**Kutipan Halaman**.
+++

JAKARTA — Otoritas Jasa Keuangan (OJK) menyebut pertumbuhan Bank Perkreditan Rakyat Syariah (BPRS) cukup tinggi dalam beberapa tahun terakhir. Ini disebabkan cukup banyak BPR Konvensional yang dikonversi menjadi BPR Syariah.
Hal tersebut disampaikan oleh Direktur Pengaturan dan Perizinan Perbankan Syariah Otoritas Jasa Keuangan (OJK), Nyimas Rohmah di hari kelima Workshop Pra-Ijtima’ Sanawi Dewan Pengawas Syariah (DPS) VIII 2023. Kegiatan ini berlangsung di Hotel Mercure Jakarta Batavia, Jumat (8/9/2023).
“Kalau dilihat dari jumlahnya, BPRS ini sebenarnya cukup tinggi pertumbuhannya secara jumlah karena dalam beberapa tahun terakhir cukup banyak BPR Konvensional yang dikonversi menjadi BPR Syariah,” paparnya saat menjadi pemateri diskusi.
Nyimas menyampaikan bahwa sampai dengan Juni 2023, total aset industri Perbankan Syariah Indonesia mencapai Rp 822,53 triliun. Industri ini terdiri dari 13 Bank Umum Syariah (BUS), 20 Unit Usaha Syariah (UUS), dan 171 Bank Perekonomian Rakyat Syariah (BPRS).
Kendati demikian, ia berharap perbankan syariah bisa tumbuh lebih dari angka tersebut. Jika melihat total aset industri Perbankan Syariah dibandingkan total Perbankan Nasional yang telah mencapai angka 7,31%, maka pertumbuhan ini masih bisa ditingkatkan.
“Ini menjadi tugas kita semua, khususnya terkait literasi, edukasi, dan sosialisasi untuk memberikan pemahaman kepada masyarakat Indonesia mengenai perbankan syariah, sehingga mereka mau bertransaksi di perbankan syariah,” ujarnya.
Kepada MUIDigital dan TVMUI, ia mengatakan pentingnya peran DPS dalam rangka pengembangan industri perbankan syariah di Indonesia.
Beberapa langkah konkret yang bisa dilakukan DPS yang pertama adalah melakukan pengawasan kesesuaian prinsip syariah pada BPRS. Pengawasan ini untuk menjamin kesyariahan BPRS sehingga kepercayaan masyarakat terjaga.

+++

**Baris Data**.
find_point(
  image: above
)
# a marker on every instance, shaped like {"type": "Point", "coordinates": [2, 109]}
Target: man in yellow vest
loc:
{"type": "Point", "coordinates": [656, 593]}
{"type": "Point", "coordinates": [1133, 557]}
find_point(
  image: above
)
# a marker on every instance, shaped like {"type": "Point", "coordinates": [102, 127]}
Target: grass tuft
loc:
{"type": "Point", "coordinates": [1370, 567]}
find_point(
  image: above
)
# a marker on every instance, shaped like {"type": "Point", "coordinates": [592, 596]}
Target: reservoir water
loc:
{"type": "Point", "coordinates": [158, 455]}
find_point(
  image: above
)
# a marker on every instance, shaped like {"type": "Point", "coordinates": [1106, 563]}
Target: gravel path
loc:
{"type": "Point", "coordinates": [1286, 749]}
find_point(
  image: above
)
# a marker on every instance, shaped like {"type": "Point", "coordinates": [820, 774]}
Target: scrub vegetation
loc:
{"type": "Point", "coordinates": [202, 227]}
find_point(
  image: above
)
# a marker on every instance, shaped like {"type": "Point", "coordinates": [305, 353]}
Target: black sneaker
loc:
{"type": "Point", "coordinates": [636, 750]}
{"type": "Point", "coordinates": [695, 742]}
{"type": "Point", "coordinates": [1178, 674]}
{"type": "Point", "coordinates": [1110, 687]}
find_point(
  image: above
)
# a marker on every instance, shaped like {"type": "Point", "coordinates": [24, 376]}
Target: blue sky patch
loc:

+++

**Tugas Anda**.
(1) Menurut kutipan halaman, berapa total aset industri Perbankan Syariah Indonesia sampai dengan Juni 2023?
(2) Salin bagian kutipan halaman yang dimulai pada kata-kata "JAKARTA — Otoritas" dan berhenti setelah "menjadi BPR Syariah.".

**Hasil Tiap Tugas**.
(1) Rp 822,53 triliun.

(2)
JAKARTA — Otoritas Jasa Keuangan (OJK) menyebut pertumbuhan Bank Perkreditan Rakyat Syariah (BPRS) cukup tinggi dalam beberapa tahun terakhir. Ini disebabkan cukup banyak BPR Konvensional yang dikonversi menjadi BPR Syariah.